» **Data for the task**
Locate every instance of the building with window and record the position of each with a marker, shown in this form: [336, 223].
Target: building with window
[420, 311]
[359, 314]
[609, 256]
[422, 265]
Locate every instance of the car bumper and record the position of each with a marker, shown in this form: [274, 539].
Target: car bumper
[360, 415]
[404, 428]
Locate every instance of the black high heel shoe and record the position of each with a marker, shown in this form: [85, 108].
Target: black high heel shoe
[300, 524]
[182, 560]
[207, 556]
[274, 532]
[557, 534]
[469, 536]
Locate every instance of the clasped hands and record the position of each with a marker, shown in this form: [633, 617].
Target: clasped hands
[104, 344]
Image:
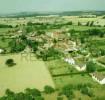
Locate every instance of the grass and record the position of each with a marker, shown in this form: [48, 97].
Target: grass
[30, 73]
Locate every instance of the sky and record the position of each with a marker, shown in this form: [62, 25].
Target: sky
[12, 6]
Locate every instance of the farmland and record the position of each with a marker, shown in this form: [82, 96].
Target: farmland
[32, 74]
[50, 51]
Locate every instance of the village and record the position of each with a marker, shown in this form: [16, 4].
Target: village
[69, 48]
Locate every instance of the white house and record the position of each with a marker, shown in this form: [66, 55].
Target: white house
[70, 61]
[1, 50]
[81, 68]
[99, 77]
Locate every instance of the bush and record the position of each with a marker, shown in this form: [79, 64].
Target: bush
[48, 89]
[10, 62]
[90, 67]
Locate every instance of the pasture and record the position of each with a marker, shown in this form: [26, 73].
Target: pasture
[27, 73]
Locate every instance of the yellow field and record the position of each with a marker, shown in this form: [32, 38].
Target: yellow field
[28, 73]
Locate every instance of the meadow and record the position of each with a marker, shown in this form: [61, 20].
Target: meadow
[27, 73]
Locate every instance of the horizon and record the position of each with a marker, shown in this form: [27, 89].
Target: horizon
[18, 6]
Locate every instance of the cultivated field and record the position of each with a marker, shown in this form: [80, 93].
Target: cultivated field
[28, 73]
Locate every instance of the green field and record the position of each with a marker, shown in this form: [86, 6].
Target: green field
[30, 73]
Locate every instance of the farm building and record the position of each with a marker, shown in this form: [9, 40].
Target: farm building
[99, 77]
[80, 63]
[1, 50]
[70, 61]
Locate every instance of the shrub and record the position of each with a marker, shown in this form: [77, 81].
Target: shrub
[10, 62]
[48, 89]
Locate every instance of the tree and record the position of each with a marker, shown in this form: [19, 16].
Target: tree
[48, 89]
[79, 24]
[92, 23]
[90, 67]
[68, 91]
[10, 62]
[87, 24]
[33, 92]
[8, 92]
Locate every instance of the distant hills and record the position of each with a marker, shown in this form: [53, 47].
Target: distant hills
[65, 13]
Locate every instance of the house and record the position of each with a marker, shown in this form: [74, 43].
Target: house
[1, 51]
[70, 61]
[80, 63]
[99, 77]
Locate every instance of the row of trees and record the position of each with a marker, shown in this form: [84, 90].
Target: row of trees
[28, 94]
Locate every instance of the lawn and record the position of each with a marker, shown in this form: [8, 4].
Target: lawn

» **Written problem**
Pictures are to be left out; repeat all the remaining data exactly.

» **Answer**
Locate every instance of the building with window and record the position of each with a marker, shown in this form: [336, 223].
Target: building with window
[420, 311]
[359, 314]
[609, 256]
[422, 265]
Locate every instance of the car bumper and record the position of each with a marker, shown in this form: [274, 539].
Target: car bumper
[360, 415]
[404, 428]
Locate every instance of the black high heel shoe and record the position of each with a marker, shown in this form: [85, 108].
Target: black high heel shoe
[300, 524]
[182, 560]
[207, 556]
[274, 532]
[557, 534]
[469, 536]
Locate every instance of the clasped hands and record the position of each with a marker, shown in this form: [633, 617].
Target: clasped hands
[104, 344]
Image:
Locate every instance of the grass and record the position of each with a marker, shown in this form: [48, 97].
Target: grass
[30, 73]
Locate every instance of the sky and record the position of each with a marker, shown in this form: [62, 25].
Target: sky
[12, 6]
Locate every instance of the farmland and record the position of each with a marker, shown in this form: [82, 96].
Target: farmland
[32, 74]
[50, 51]
Locate every instance of the village and record the position of each with a marker, shown in this form: [16, 4].
Target: village
[69, 48]
Locate every instance of the white house and record the position of each with a marker, shown in this form: [66, 55].
Target: white house
[70, 61]
[1, 50]
[81, 68]
[99, 77]
Locate every instance of the bush and record the position of each with a marker, shown in this form: [79, 64].
Target: bush
[48, 89]
[10, 62]
[90, 67]
Locate every instance of the pasture and record the position of each with a marker, shown in this form: [26, 73].
Target: pasture
[27, 73]
Locate every instance of the yellow field and record the position of each with a marker, shown in this form: [32, 38].
Target: yellow field
[28, 73]
Locate every instance of the meadow and record the position of each with a marker, shown in this form: [61, 20].
Target: meadow
[27, 73]
Locate every instance of the horizon and record the position of each with a marker, shown in this form: [27, 89].
Target: horizon
[18, 6]
Locate every instance of the cultivated field and record the position of each with a marker, shown in this form: [80, 93].
Target: cultivated field
[28, 73]
Locate every instance of the green field and record the position of each with a marker, shown in this form: [86, 6].
Target: green field
[30, 73]
Locate every instance of the farm building and record the position of each with a marker, shown in this form: [9, 40].
Target: farm building
[99, 77]
[80, 63]
[1, 50]
[70, 61]
Locate every instance of the shrub and record the position of each with a marker, shown in this form: [77, 81].
Target: shrub
[10, 62]
[48, 89]
Locate every instance of the tree and record the position of each with a marker, shown in this form: [19, 16].
Target: tree
[48, 89]
[79, 24]
[92, 23]
[90, 67]
[68, 91]
[10, 62]
[87, 24]
[33, 92]
[8, 92]
Locate every instance of the distant hills and record the position of each with a marker, shown in this form: [53, 47].
Target: distant hills
[65, 13]
Locate every instance of the house and record the position of each with a marker, shown in this form: [74, 43].
Target: house
[1, 51]
[70, 61]
[80, 63]
[99, 77]
Locate every instance of the row of trees and record the position of each with a marker, shown in this form: [84, 90].
Target: row of trees
[28, 94]
Locate every instance of the lawn and record the position of each with a marker, shown in this form: [8, 4].
Target: lawn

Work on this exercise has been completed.